-- START Dataset records --

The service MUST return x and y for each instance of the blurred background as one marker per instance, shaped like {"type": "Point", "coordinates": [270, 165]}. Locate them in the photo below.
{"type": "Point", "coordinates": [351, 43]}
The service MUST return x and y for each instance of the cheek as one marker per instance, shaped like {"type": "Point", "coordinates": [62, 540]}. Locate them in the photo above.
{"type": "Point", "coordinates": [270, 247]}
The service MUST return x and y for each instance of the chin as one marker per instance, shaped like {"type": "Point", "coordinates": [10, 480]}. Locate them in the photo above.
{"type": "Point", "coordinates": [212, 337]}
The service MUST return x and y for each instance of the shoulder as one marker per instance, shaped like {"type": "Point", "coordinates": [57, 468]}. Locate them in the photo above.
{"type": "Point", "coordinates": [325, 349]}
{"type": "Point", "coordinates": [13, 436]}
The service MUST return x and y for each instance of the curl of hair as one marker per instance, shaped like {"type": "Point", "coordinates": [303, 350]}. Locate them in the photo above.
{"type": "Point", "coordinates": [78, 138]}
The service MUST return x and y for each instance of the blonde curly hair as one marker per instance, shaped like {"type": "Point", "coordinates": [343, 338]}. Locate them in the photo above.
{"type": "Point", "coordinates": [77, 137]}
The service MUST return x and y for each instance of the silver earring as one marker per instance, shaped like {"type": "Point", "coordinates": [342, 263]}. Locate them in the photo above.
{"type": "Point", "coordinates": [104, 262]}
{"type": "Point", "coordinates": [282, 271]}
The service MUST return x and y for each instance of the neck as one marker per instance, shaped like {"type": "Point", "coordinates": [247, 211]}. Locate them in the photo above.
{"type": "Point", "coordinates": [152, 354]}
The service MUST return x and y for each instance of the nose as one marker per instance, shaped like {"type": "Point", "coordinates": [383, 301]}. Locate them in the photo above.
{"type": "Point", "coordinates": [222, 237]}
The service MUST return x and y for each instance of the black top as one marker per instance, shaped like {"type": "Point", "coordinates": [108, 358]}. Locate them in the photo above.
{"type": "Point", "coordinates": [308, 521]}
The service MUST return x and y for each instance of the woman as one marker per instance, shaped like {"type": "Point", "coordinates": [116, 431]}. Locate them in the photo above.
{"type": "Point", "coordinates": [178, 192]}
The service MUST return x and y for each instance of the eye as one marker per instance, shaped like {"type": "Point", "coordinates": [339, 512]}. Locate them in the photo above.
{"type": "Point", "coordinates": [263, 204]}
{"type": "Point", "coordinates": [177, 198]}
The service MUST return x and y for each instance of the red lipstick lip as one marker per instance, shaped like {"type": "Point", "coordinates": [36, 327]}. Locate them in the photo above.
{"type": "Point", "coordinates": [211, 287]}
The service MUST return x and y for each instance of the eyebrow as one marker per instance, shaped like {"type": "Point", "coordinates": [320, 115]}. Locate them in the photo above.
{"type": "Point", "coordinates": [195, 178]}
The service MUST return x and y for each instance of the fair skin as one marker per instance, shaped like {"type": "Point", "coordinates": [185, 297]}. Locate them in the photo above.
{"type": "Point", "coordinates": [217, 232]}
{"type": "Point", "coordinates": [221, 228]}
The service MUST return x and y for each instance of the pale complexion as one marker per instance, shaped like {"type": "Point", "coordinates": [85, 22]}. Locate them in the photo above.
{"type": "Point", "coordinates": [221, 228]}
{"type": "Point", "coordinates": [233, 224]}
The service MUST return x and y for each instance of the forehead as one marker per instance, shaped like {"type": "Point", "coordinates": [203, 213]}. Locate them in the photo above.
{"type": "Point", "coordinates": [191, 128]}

-- END Dataset records --

Exercise task:
Copy the records above word for word, from the line with "of the fair" through the end of the records.

Full answer:
The service MUST return x and y for each instance of the fair skin as one marker per instance, shaped like {"type": "Point", "coordinates": [185, 297]}. Locate them in the photo above.
{"type": "Point", "coordinates": [217, 232]}
{"type": "Point", "coordinates": [221, 228]}
The service MUST return x and y for each instance of the pale complexion as one marker per instance, shaped like {"type": "Point", "coordinates": [85, 22]}. Locate them in the photo above.
{"type": "Point", "coordinates": [221, 228]}
{"type": "Point", "coordinates": [233, 224]}
The service MUST return x and y for each instance of the forehead as one marker per instance, shaped like {"type": "Point", "coordinates": [203, 213]}. Locate them in the photo above.
{"type": "Point", "coordinates": [191, 128]}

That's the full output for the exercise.